> What you are asked to do: In the entries that follow, the first line to write out is the one containing "of the planter", and the last is the one containing "of the porch". Reproduce that stretch exactly, with nothing before or after it.

┄┄┄┄┄┄

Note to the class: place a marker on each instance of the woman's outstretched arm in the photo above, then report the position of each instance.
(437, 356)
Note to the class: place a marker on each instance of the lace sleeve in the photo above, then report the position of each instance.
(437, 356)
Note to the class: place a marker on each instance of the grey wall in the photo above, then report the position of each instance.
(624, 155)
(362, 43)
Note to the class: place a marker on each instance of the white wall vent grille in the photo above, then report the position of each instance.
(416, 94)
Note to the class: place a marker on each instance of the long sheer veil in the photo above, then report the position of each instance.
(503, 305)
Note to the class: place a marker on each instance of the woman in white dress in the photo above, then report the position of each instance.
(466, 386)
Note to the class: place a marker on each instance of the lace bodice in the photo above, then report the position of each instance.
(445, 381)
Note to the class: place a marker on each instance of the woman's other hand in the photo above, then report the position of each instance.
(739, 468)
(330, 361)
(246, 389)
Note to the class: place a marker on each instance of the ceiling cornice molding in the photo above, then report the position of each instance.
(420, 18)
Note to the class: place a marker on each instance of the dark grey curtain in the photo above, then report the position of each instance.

┄┄┄┄┄┄

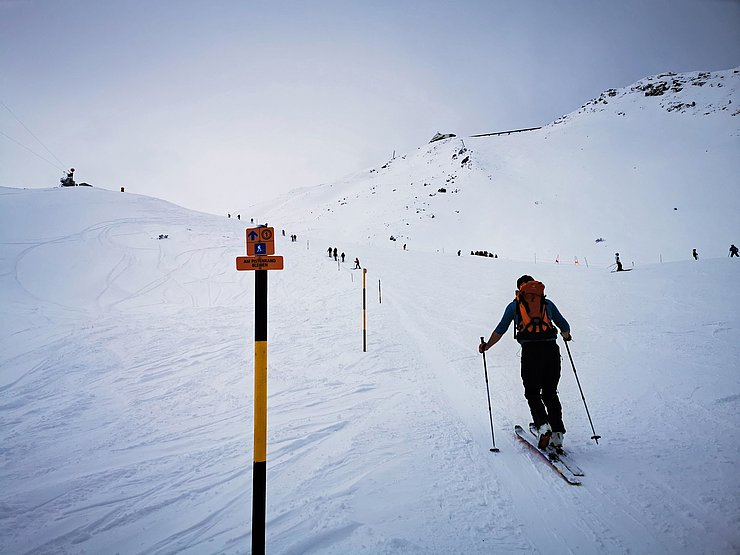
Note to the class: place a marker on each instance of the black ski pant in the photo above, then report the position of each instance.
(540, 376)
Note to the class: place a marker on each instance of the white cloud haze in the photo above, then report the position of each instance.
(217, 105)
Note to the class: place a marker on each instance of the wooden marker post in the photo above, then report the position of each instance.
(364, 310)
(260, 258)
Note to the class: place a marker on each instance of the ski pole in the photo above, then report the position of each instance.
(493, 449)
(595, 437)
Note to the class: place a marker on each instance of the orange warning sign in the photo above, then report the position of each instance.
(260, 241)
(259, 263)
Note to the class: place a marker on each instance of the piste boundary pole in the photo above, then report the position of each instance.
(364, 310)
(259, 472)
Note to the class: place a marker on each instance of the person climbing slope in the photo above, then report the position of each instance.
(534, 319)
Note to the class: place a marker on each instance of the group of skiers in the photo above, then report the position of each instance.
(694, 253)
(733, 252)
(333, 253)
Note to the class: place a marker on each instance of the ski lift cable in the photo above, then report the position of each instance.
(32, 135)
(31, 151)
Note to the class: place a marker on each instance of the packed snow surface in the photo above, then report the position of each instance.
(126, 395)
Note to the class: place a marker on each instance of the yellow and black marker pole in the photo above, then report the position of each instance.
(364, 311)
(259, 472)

┄┄┄┄┄┄

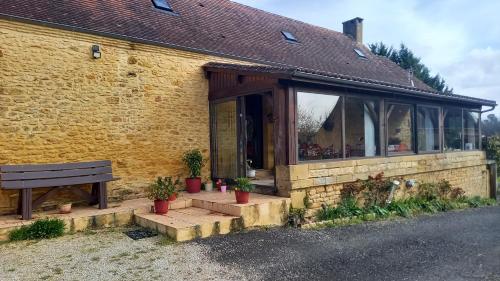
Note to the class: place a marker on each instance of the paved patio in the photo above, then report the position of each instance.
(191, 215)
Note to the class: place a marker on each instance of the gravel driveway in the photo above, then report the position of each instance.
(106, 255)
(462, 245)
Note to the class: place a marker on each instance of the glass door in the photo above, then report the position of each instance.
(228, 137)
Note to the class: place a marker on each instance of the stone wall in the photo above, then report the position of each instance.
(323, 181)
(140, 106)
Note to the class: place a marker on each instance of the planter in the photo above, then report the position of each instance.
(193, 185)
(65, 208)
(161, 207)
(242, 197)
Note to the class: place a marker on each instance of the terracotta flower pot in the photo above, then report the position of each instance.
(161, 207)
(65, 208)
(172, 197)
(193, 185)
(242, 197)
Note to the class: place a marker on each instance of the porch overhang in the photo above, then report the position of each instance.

┄┄┄┄┄┄

> Output for this exercise:
Note to the class: place a marker on each instance of the planter in the photo above, then report the position of each instance.
(193, 185)
(65, 208)
(161, 207)
(242, 197)
Note to the class: place a marker on each instance of the terracotta flower pot in the photo above, then report the position of each instance.
(161, 207)
(65, 208)
(172, 197)
(193, 185)
(242, 197)
Note to the class: place a marker on each instance of the porch overhang in the photo above, then report the position of each instance.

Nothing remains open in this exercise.